■ TASK DETAILS ■
Write out, unchanged, the lines from the one holding "Objective — locate every instance of the soil" to the close of the listing. Both the first and last lines belong in it.

-------- RECORD LIST

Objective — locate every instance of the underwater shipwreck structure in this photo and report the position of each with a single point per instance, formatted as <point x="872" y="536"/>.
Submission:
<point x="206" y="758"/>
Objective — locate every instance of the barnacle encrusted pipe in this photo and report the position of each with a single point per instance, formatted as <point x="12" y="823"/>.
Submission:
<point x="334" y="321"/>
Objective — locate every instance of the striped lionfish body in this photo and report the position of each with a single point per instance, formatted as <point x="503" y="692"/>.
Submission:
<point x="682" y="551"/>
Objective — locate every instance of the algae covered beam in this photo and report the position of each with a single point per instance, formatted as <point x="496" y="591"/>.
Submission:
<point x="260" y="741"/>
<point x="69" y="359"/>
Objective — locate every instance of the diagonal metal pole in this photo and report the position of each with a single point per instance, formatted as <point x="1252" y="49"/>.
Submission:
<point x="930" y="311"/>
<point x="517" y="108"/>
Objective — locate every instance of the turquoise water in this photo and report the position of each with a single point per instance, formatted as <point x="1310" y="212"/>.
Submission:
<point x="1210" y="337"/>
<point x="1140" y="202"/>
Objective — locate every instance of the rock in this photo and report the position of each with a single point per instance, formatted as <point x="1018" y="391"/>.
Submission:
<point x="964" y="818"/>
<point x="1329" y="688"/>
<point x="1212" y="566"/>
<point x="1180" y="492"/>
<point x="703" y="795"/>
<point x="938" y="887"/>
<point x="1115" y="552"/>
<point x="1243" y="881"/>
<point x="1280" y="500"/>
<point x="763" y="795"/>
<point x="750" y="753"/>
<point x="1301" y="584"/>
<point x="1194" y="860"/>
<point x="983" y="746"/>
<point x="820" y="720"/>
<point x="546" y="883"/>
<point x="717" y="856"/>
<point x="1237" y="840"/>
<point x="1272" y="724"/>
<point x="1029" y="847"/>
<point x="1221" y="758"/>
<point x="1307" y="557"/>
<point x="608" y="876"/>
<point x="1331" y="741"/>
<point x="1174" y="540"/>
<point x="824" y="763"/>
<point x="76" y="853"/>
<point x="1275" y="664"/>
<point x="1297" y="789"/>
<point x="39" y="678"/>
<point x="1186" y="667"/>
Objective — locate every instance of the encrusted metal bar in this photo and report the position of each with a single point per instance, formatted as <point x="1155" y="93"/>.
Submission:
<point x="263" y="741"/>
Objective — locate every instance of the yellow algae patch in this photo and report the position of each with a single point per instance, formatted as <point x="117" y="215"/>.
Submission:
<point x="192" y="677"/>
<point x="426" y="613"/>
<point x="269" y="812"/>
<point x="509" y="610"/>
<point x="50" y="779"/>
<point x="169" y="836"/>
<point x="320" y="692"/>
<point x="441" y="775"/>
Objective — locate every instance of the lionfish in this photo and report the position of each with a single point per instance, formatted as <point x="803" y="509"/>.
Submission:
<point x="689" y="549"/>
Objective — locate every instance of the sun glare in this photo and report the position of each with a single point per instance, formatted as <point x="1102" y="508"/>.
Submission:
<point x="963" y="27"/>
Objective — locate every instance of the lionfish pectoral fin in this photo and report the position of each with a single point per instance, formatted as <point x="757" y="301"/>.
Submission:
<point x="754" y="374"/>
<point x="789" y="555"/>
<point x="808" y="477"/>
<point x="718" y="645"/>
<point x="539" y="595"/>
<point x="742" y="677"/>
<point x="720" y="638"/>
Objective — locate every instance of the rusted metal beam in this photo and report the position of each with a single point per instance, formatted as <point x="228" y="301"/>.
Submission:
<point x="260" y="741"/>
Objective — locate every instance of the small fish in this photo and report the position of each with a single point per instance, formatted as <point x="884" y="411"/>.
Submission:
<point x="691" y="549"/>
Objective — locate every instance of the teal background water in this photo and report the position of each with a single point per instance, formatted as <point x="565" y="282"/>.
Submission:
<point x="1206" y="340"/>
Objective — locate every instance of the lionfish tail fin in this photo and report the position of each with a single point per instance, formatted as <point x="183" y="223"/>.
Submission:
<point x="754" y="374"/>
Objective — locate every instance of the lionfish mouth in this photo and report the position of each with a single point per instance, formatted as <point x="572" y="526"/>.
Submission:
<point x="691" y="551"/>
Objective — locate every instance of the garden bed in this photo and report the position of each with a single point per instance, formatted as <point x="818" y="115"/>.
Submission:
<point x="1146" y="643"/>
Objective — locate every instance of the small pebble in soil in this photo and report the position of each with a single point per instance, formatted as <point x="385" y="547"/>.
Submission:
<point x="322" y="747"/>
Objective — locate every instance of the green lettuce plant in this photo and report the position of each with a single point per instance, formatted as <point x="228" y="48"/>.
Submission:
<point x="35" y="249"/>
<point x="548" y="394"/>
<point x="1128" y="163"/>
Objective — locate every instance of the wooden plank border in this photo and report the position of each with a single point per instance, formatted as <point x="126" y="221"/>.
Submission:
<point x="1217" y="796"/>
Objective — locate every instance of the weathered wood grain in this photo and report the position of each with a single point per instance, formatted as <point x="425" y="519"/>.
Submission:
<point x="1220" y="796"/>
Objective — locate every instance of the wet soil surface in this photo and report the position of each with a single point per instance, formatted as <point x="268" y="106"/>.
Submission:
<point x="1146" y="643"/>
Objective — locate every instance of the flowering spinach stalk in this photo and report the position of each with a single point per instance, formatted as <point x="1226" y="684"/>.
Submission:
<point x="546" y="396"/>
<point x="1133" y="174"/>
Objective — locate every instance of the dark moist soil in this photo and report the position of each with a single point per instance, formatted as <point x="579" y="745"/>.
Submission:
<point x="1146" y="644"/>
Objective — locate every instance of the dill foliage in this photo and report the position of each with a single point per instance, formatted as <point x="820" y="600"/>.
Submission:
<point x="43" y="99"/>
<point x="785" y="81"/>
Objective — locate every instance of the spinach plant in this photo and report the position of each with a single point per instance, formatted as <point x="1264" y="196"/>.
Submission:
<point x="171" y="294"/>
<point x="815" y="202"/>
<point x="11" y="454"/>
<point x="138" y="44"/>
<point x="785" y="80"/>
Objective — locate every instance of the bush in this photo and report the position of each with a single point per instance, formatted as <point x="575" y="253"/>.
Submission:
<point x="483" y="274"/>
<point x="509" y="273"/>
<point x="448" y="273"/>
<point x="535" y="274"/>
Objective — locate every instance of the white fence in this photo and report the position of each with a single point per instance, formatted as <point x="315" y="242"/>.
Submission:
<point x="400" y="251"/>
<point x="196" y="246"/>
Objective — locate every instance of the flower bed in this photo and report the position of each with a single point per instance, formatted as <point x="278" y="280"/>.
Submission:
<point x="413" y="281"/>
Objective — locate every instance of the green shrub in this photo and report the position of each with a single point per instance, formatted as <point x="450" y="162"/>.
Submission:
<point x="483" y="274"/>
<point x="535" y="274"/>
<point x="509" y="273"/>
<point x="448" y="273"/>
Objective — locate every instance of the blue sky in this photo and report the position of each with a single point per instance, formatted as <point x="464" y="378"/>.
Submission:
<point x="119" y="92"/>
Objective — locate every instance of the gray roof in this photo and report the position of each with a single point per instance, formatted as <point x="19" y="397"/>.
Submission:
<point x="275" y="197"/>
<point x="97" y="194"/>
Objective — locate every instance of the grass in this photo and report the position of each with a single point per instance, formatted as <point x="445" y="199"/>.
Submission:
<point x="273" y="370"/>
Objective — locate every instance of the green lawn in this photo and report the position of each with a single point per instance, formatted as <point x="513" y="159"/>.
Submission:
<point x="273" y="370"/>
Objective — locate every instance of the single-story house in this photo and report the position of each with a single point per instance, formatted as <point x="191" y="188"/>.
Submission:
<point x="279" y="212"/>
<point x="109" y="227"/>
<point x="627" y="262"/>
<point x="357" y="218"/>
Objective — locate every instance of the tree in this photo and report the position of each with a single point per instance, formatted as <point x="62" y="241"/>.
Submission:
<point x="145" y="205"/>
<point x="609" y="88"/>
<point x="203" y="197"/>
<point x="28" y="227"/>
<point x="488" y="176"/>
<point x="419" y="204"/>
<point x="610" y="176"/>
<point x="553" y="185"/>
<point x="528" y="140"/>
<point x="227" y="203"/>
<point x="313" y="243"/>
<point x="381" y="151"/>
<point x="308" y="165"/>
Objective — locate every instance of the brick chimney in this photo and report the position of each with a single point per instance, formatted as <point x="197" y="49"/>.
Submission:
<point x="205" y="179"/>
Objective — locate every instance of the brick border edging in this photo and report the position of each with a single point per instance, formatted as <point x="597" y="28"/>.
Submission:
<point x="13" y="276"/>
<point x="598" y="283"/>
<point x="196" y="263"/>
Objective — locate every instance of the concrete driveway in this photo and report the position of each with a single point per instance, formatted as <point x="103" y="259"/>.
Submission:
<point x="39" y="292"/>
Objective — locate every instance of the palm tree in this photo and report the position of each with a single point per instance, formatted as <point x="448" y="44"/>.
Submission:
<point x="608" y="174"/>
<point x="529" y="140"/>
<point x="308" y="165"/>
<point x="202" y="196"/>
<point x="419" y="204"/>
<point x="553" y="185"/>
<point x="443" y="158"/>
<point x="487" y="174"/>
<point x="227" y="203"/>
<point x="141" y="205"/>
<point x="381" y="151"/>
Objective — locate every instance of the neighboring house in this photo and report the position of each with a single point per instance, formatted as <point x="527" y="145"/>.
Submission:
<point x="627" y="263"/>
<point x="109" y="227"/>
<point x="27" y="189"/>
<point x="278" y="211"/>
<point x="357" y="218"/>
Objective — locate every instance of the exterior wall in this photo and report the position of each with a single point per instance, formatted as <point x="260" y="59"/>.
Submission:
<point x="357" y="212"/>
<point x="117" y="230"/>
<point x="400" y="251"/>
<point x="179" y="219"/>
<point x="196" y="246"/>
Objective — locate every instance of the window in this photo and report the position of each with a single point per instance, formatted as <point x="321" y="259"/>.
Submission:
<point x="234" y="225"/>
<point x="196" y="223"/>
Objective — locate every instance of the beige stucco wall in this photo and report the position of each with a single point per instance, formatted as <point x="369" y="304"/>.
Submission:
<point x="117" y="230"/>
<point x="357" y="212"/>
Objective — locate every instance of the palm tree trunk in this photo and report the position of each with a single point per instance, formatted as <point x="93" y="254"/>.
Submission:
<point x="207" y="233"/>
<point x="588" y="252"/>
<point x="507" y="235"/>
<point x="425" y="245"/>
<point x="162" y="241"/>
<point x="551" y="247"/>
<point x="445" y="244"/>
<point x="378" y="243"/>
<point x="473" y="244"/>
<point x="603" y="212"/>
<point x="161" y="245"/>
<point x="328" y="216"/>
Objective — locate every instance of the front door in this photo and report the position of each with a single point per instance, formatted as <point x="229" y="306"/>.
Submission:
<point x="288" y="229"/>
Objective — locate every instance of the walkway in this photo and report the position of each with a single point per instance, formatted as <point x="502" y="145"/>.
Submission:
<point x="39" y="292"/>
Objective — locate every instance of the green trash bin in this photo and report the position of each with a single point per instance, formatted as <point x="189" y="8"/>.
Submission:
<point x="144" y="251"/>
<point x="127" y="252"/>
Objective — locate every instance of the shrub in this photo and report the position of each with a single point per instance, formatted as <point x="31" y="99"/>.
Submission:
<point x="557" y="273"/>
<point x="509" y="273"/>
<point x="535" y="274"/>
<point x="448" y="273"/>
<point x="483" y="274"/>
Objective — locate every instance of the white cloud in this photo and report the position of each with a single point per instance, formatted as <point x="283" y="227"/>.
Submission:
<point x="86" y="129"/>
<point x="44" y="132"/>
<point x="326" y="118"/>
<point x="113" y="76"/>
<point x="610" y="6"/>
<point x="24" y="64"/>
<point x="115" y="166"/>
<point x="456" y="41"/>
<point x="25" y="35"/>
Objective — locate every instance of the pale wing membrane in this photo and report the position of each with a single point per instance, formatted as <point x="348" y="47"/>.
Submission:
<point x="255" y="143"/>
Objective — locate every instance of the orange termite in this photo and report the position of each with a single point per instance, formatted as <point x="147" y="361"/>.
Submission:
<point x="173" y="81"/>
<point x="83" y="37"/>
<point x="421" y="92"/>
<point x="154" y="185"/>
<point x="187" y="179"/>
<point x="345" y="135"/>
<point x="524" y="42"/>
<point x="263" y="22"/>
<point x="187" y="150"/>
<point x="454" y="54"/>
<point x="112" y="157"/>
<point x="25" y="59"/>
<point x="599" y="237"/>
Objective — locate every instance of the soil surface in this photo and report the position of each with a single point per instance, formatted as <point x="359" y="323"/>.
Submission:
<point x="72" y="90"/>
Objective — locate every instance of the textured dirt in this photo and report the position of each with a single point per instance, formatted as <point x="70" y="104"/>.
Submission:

----------------

■ FINISHED ANSWER ■
Objective — locate every instance of the soil surface in this photo and report the position of each with a single point per instance, formatted as <point x="359" y="323"/>.
Submission:
<point x="72" y="90"/>
Objective — locate every instance of the textured dirt in this photo and report the position of each with a single point per instance, formatted as <point x="70" y="104"/>.
Submission:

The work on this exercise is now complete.